(Point-based annotation data)
=======
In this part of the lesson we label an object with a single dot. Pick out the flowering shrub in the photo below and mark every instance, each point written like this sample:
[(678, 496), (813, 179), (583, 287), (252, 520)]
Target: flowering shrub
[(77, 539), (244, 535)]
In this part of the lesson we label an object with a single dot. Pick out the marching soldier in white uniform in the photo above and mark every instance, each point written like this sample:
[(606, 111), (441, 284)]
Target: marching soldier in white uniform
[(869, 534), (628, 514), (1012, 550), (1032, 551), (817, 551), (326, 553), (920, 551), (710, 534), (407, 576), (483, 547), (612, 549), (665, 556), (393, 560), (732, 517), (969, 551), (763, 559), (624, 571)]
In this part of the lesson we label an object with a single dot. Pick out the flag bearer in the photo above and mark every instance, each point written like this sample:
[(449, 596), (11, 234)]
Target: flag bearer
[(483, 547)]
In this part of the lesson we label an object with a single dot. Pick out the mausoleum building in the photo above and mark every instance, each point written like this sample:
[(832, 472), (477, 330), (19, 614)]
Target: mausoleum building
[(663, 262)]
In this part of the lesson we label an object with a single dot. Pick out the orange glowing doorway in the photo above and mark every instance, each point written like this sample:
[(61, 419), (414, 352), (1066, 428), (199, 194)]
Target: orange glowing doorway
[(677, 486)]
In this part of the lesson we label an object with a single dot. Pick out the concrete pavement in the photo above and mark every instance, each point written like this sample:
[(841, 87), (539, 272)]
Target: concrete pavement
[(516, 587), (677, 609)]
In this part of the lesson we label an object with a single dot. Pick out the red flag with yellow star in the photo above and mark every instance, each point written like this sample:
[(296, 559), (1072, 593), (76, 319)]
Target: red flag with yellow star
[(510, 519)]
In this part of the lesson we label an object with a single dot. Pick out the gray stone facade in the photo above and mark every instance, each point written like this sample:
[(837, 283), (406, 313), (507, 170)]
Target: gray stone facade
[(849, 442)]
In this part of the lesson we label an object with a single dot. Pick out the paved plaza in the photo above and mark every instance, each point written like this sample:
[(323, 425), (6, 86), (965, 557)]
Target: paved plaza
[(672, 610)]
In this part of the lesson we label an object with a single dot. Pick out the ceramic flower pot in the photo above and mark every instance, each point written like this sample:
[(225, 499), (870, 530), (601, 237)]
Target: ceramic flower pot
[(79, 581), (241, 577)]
=======
## Short task
Copy every line of the items above verbatim, without changing anything.

## Right answer
In this part of the lesson we label an object with a single dot. Pick out the flowering shrub in the photo below and mark every instance, each point written like this sample:
[(678, 496), (813, 179), (583, 287), (252, 520)]
Target: flowering shrub
[(77, 539), (244, 535)]
In this part of the lesson we label an object with a single dot. Pick out the marching soldier in white uniform in the photo above and mark every instance, each point written like this sample:
[(606, 111), (441, 284)]
Target: marching soldier in white uniform
[(869, 534), (628, 514), (1012, 550), (1032, 551), (817, 551), (326, 553), (920, 551), (710, 534), (407, 576), (483, 547), (612, 549), (665, 556), (393, 560), (732, 517), (969, 551), (763, 559), (624, 571)]
In this part of the lesson we label an object with a single dot. Pick out the flag bearer in the photo above and mark every instance, each point written like this sample:
[(449, 596), (11, 234)]
Target: flag bearer
[(483, 547)]
In this part of the lesson we label an object with a single dot. Pick out the mausoleum building in the photo above and mark every instance, each point written like this sample:
[(832, 472), (477, 330), (19, 614)]
Target: mausoleum building
[(663, 262)]
In this part of the lesson we label an object with a single dot. Pick out the orange glowing doorway in the photo above and mark every instance, each point written like this sample:
[(61, 419), (414, 352), (1066, 428), (199, 194)]
Target: orange glowing doorway
[(677, 486)]
In this part of the lesson we label an object with a single dot. Pick out the concrete pavement in the photo above and mark every instance, each point written like this sample:
[(841, 87), (539, 272)]
Target: concrete pavement
[(516, 587), (677, 609)]
In this part of the lesson we label an object with a single dot. Pick out the red flag with yellow star in the photo above and mark every instance, each point written like this sample:
[(296, 559), (1072, 593), (76, 319)]
Target: red flag with yellow star
[(510, 519)]
In this part of the lesson we label an object with a single dot. Pick out the gray stone facade in the photo above and mark every instance, each point written like this sample:
[(837, 283), (406, 313), (507, 170)]
Target: gray stone facade
[(849, 442)]
In this part of the lesson we label an object with a single dot. Pick out the paved plaza in the photo above and mark every instance, each point written like this sample:
[(323, 425), (6, 86), (965, 557)]
Target: paved plaza
[(672, 610)]
In this part of the lesson we label an object with a single dot. Pick out the ceramic flower pot in the photo above and mark every instance, each point written like this sample:
[(225, 499), (870, 530), (601, 237)]
Target: ceramic flower pot
[(79, 581), (241, 577)]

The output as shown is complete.